Saturday, February 22, 2014

Is Pharrell Williams a Vampire?


The most common search suggestion on Google at the moment, when you type 'Pharrell Williams' is the word 'vampire'. It is as though Google is playing some accusatory version of the game word association, almost forcing the world to contemplate whether or not baby-faced Pharrell is a drinker of human blood.

Whether or not he is a vampire, Pharrell still is a good singer, or rapper, or pretty boy, or whatever he is. Why should we shun a piece of eye-candy because of the allegation that he prefers drinking human blood rather than Mountain Dew? So be it, let him be the next Nosferatu, the next Dracula, the next Edward Cullen - so long as he stays far away from my neckline. I appreciate the fact that I am way out of his league, in this instance, otherwise I could have been a form of prey. Just like LGBT equality activists, if Pharrell is a vampire, soon we will have LVA rallies - Leave Vampires Alone rallies. We would have parades through our streets, with human supporters of vampires lying down on stretchers with tubes hanging out of their arms and their fellow vampires sucking some blood from the tube, their hands held high, palms in the form of fists, smiling as blood oozes down the sides of their lips. And maybe Obama might accept all vampires as one of us, in which case most other countries will not and maybe they will wave black flags with a crossed-out wooden stake on it to commemorate their fight for equality.

MATERIAL SHOWN:
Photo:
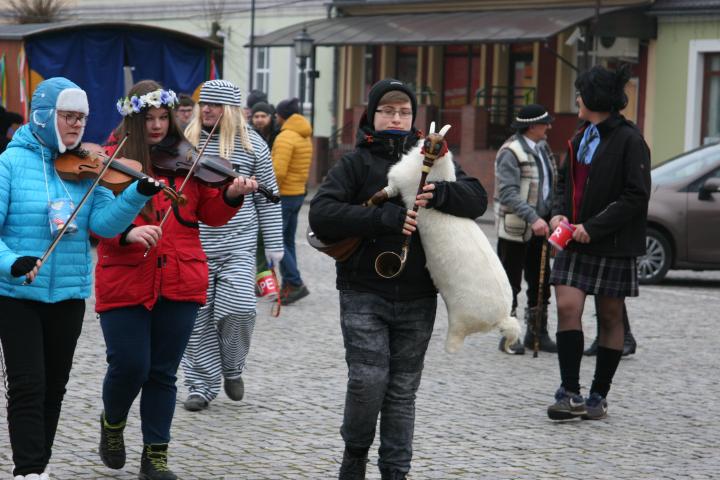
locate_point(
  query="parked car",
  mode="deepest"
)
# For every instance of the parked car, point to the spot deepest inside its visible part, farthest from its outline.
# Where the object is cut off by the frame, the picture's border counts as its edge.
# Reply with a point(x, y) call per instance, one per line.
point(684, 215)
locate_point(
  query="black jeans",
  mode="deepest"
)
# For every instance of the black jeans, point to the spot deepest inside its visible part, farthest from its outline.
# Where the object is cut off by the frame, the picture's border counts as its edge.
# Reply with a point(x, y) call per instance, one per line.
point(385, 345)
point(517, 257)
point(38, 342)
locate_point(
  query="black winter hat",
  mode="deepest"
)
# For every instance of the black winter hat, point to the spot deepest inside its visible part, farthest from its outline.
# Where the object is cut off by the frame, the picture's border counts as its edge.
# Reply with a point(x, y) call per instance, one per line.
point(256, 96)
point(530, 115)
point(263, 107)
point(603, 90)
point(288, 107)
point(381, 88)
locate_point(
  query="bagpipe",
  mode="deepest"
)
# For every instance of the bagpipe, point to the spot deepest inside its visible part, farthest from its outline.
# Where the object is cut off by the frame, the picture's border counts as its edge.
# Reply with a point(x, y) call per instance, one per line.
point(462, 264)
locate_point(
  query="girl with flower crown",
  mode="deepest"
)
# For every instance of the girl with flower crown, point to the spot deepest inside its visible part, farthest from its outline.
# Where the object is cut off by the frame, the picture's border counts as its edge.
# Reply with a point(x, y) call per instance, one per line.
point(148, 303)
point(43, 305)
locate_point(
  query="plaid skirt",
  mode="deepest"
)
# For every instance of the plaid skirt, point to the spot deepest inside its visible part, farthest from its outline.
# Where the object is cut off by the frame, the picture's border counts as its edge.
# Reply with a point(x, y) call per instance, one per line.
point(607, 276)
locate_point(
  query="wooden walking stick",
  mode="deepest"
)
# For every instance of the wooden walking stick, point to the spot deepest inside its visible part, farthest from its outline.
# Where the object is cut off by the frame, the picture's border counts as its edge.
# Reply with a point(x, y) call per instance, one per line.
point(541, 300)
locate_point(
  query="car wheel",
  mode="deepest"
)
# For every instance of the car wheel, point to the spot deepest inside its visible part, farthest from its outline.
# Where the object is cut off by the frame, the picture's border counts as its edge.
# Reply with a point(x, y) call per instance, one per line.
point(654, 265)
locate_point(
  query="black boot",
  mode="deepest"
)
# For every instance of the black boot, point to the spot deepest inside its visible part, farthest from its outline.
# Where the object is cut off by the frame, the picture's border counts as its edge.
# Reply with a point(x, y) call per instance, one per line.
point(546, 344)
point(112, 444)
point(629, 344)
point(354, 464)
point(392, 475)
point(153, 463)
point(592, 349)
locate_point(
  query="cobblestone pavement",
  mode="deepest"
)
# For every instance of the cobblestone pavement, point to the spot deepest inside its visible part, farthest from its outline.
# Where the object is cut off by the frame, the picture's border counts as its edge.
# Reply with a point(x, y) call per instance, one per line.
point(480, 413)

WHAT IS EXPECTED:
Write the next part of the blog post on whether Pharrell Williams is a vampire, starting after its final sentence. The items above have no connection to the blog post on whether Pharrell Williams is a vampire.

ANSWER BELOW:
Maybe even Google is part of the infamous Illuminati, and it is for some reason forcing us to accuse poor Pharrell over something barbaric, and utterly fictitious, unless of course he is a bat, so that he could lose the fame he had acquired with the help of the Illuminati because of possibly going against them? Perhaps they did not like it when he told the world that he stays up all night to 'Get Lucky'. Perhaps how good-looking he is is a reflection on how easy his life is with the help of the monetisation from the Illuminati, and they wanted to offer another explanation which deters fans from the Illuminati's existence - that Pharrell is a vampire. And this does not become difficult to believe, especially considering all of the oversized hats he has been wearing as of late, perhaps he is protecting his lovely skin from the light?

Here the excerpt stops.